The line containing "the green jacket" marks where to begin; quote it and every line after it through the end of the data, exactly as written.

________

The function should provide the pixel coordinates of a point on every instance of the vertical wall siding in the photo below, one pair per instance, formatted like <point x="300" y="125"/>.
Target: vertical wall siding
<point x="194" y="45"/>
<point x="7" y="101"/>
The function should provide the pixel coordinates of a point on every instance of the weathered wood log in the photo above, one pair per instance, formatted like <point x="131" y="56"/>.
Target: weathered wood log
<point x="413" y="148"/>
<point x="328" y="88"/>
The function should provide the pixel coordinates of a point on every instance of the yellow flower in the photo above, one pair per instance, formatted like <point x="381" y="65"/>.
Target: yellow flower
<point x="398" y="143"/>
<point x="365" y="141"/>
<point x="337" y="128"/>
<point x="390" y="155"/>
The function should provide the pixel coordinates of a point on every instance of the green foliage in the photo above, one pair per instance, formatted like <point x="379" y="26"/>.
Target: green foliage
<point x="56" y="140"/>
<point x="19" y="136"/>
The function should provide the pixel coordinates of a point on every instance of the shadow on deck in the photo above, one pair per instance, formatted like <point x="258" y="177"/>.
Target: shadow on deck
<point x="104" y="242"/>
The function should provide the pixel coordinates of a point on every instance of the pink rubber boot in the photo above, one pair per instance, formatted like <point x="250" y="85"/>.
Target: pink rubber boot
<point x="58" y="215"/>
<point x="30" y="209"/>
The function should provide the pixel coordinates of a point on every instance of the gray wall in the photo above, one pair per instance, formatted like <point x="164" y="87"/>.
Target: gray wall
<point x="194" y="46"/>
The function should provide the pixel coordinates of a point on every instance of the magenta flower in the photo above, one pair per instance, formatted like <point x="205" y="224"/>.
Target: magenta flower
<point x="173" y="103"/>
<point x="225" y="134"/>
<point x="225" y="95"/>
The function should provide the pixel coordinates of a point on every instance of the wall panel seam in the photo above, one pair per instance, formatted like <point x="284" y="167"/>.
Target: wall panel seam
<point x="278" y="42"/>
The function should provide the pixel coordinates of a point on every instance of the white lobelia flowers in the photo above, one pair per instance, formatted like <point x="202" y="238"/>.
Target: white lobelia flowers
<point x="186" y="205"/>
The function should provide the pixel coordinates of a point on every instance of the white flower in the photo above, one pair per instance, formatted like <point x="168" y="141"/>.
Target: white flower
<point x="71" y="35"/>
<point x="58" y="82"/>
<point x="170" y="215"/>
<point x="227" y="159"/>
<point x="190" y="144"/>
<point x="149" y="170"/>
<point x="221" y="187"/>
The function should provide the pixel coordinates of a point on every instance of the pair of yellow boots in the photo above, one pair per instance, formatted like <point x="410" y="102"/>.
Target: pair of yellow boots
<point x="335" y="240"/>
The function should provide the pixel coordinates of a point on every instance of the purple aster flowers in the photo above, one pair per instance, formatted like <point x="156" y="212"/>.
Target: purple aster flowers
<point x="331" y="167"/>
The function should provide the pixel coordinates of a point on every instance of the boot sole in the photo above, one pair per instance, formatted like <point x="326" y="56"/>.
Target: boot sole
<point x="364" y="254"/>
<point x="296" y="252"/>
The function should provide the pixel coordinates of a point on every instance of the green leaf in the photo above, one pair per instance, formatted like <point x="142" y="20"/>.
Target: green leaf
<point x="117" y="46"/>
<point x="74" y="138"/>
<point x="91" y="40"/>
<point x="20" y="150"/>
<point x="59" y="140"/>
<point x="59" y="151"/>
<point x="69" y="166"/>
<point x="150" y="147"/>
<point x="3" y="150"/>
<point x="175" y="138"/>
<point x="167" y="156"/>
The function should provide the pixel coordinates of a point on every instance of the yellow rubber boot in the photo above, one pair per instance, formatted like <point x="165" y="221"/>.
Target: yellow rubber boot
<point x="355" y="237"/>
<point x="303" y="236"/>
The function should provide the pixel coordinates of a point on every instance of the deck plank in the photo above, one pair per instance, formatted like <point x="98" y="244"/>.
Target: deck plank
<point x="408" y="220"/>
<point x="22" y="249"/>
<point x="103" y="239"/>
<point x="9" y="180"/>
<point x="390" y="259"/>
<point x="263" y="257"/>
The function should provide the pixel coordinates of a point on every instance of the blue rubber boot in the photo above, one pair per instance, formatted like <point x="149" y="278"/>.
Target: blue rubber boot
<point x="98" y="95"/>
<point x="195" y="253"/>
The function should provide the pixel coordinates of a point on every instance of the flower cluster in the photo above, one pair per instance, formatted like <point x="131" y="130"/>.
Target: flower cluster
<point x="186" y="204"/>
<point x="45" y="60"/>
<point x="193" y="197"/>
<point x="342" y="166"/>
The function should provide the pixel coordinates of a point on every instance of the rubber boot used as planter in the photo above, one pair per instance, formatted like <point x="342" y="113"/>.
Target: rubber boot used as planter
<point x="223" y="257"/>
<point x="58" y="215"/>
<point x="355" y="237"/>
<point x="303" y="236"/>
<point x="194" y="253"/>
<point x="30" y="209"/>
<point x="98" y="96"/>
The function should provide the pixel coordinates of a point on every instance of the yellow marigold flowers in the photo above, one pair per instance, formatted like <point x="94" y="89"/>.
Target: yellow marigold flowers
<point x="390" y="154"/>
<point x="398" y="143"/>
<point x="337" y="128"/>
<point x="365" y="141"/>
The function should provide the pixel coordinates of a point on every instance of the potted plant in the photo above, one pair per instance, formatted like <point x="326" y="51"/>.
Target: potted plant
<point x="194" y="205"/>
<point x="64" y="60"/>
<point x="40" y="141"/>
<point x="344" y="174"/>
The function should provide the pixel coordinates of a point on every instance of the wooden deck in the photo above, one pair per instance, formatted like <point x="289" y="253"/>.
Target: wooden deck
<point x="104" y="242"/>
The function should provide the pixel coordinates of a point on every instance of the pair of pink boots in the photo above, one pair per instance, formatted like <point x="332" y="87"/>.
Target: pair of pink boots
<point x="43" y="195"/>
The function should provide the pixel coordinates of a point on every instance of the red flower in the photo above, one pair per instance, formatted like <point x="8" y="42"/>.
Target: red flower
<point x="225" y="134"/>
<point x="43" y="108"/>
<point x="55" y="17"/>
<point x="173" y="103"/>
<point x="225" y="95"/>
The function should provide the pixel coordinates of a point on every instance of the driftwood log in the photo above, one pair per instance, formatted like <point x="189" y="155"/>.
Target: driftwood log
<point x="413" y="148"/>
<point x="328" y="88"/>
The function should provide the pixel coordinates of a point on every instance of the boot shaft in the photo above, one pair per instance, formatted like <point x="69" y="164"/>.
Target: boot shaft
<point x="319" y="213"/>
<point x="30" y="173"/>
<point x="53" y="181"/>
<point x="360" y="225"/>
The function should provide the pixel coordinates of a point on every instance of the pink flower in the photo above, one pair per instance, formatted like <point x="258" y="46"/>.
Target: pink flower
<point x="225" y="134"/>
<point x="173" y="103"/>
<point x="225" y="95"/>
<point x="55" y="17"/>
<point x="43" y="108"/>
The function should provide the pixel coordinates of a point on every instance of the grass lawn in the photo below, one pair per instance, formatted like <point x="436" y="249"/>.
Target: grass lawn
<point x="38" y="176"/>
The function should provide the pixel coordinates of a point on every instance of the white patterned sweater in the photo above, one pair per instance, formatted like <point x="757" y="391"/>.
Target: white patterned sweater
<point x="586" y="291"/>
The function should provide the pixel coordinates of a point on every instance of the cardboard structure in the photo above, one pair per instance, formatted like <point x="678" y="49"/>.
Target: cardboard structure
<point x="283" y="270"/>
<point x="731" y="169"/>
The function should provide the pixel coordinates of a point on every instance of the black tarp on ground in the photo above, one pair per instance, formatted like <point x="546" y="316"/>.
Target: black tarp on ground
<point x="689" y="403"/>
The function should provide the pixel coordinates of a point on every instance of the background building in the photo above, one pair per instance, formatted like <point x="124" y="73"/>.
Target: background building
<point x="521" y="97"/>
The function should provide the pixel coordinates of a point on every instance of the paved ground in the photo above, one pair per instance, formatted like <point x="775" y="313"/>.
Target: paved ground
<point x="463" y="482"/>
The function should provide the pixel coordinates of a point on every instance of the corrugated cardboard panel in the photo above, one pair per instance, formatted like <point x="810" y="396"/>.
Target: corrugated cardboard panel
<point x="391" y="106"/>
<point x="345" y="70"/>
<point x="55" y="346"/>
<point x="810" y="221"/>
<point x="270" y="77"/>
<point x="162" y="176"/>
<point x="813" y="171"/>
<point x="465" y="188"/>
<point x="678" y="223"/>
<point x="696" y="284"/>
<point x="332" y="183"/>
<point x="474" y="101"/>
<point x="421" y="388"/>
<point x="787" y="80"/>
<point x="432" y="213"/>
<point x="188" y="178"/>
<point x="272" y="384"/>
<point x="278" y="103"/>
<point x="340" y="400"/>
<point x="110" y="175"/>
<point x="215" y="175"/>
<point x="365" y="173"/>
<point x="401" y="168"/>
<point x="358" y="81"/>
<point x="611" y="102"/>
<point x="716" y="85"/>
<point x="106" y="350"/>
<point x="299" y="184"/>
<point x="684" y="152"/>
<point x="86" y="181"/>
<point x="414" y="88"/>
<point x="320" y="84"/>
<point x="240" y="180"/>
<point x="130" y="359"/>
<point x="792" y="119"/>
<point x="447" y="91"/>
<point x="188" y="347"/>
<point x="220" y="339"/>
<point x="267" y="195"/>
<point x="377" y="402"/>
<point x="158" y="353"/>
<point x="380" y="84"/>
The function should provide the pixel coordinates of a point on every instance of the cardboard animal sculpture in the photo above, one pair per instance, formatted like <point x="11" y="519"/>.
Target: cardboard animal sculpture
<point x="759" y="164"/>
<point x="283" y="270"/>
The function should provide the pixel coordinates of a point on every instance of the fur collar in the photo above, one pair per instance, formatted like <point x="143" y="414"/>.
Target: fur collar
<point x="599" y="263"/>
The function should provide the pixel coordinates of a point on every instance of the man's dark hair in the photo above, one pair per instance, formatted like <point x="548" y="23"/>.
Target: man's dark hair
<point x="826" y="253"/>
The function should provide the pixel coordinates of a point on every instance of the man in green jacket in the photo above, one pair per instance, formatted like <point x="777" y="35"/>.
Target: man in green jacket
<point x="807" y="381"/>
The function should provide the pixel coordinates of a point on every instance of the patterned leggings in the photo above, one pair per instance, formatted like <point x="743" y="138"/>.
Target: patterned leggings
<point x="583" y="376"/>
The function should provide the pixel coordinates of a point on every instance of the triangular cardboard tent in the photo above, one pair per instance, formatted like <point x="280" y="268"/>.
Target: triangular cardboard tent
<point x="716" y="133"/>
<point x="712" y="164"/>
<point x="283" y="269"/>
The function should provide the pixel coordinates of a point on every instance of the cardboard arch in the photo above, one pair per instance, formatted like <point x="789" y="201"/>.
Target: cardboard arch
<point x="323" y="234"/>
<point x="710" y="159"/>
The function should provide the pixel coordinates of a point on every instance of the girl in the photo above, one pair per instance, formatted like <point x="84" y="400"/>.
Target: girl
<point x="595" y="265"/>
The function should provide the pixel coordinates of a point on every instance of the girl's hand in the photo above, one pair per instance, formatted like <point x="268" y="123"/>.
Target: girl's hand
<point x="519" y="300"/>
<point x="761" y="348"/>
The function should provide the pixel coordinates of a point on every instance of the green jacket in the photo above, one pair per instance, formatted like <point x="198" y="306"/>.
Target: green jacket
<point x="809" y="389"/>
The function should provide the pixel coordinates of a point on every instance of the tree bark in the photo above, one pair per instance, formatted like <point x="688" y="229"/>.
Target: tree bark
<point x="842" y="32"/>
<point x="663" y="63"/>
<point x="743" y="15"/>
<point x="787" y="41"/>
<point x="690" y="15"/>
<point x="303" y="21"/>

________

Task result:
The function should provide the pixel coordinates of a point on every instance of the green jacket in the photo above, one pair per instance, formatted like <point x="198" y="306"/>.
Target: green jacket
<point x="809" y="389"/>
The function should provide the pixel coordinates of a point on every instance of the tree bark in the photo above, one pair per instance, formatted like <point x="688" y="229"/>.
Target: tree bark
<point x="842" y="32"/>
<point x="663" y="63"/>
<point x="743" y="15"/>
<point x="787" y="41"/>
<point x="690" y="15"/>
<point x="303" y="21"/>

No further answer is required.